== Segment start ==

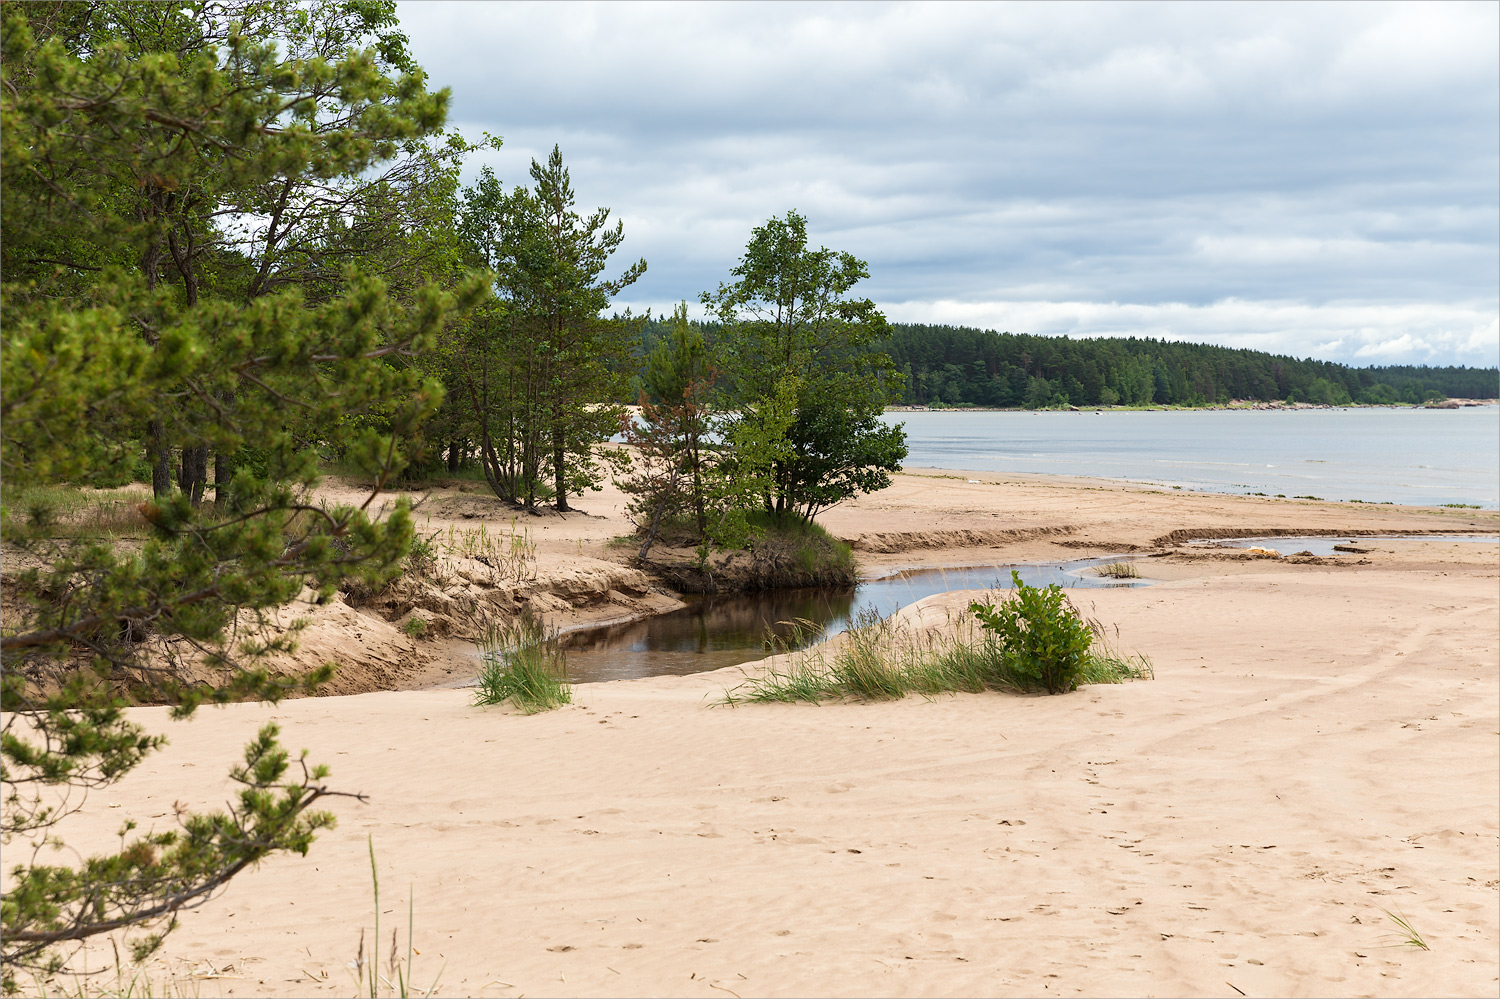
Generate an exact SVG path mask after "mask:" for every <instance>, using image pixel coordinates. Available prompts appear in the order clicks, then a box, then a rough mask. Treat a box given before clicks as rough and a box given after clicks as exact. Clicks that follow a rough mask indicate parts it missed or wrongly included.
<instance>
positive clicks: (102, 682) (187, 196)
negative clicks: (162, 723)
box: [0, 0, 484, 981]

== Segment end ==

*BRIEF:* Format the material from its beginning through the line holding "negative clicks: (162, 723)", inclusive, as a numbered list with blank lines dropped. Leave the pictures out.

*ANSWER SPACE:*
1. Generate an exact SVG path mask after "mask:" for every <instance>, using image pixel coordinates. Available prompts appear in the order clicks, then a box, then a rough mask. Treat a box given before clicks as rough and a box given after clicks as exact. Clicks that follow a rough mask indicate parts it missed or wrongly included.
2. <instance>
3. positive clicks: (102, 682) (187, 196)
4. negative clicks: (162, 723)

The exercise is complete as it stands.